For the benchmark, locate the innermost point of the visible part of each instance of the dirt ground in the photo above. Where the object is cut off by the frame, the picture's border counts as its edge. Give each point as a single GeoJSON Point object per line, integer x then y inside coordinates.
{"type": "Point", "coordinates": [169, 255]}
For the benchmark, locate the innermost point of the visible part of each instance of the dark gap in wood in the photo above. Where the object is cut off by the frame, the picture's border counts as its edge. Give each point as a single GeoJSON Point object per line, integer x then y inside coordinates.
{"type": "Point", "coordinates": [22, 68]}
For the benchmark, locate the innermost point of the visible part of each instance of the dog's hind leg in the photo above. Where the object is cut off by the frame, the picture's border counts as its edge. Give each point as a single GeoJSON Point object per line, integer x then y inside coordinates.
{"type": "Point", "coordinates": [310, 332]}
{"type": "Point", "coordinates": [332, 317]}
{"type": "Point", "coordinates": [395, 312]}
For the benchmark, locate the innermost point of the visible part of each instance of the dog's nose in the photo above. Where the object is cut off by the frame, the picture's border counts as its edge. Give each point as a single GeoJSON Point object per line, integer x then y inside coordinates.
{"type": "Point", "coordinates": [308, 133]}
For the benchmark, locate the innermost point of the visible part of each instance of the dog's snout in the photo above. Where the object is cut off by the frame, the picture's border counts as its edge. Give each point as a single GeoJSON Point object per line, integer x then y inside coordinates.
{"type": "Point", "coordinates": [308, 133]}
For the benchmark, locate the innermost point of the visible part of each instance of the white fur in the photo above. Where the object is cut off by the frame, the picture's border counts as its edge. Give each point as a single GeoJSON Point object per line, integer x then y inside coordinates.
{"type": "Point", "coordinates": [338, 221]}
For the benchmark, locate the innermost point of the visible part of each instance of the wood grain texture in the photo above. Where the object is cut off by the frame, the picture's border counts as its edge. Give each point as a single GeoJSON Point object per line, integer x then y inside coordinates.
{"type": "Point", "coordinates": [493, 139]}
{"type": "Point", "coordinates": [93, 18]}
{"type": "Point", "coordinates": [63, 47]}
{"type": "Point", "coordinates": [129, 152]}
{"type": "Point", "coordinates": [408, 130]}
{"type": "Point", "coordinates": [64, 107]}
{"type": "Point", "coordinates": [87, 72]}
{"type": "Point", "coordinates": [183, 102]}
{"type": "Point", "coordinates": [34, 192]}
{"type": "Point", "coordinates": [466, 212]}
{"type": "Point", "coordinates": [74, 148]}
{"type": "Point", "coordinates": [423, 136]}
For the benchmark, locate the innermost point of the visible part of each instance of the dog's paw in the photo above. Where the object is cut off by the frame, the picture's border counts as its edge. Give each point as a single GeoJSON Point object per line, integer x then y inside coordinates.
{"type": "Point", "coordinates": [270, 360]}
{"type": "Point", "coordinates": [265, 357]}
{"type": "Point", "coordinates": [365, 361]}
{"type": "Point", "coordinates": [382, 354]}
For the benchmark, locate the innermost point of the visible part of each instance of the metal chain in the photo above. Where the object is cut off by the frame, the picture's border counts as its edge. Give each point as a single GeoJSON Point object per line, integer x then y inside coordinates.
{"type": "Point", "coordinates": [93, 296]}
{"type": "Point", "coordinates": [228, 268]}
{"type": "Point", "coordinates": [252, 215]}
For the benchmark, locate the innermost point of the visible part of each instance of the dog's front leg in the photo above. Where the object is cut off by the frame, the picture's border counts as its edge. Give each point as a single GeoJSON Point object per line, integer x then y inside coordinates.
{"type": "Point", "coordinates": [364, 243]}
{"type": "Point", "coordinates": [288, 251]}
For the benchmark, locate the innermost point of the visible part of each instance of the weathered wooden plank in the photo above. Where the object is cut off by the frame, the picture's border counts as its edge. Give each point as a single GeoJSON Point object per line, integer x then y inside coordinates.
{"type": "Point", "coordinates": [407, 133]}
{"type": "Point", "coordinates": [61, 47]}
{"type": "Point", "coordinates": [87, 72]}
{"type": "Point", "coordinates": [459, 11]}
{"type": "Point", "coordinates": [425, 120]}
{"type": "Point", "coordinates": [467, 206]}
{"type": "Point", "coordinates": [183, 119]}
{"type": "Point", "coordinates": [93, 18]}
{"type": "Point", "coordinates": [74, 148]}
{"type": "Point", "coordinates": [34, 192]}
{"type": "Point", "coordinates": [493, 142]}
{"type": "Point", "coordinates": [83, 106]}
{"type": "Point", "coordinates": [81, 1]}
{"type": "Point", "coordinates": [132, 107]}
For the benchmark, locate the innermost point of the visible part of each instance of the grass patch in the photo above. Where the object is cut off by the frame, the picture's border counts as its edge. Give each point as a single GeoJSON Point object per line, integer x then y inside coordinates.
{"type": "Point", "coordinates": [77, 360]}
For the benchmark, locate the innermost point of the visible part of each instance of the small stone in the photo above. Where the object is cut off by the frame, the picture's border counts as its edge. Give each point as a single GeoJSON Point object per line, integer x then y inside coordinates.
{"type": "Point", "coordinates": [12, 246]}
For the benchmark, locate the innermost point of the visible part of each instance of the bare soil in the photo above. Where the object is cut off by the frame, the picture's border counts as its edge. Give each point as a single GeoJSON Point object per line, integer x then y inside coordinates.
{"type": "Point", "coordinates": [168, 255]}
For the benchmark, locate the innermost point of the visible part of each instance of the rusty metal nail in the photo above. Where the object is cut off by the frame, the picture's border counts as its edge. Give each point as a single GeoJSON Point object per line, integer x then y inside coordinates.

> _TO BE DONE_: From the line containing "of the small" to the last line of the material, please quote every line exactly and only those.

> _TASK RESULT_:
For the benchmark, locate the innermost point of the visible part of each instance of the small stone in the photo above. Where the object is cut off by the frame, the picture's border counts as its edge. Give each point as a single GeoJSON Point object per line, integer x then y inside coordinates.
{"type": "Point", "coordinates": [12, 246]}
For the benchmark, locate the innermost point of the visible part of each instance of the bare soil in the photo above. Where the object is cut off by the frame, the picture's border counts as its edge. Give each point as a single GeoJSON Point object per line, integer x then y inside coordinates.
{"type": "Point", "coordinates": [168, 255]}
For the benchmark, locate the innermost point of the visible part of each instance of the rusty metal nail in the photo above. Where the object is cut off by the frame, the picture's border counts as its edge. Give each point as a single GeoJSON Point object per line, integer x then y inside coordinates.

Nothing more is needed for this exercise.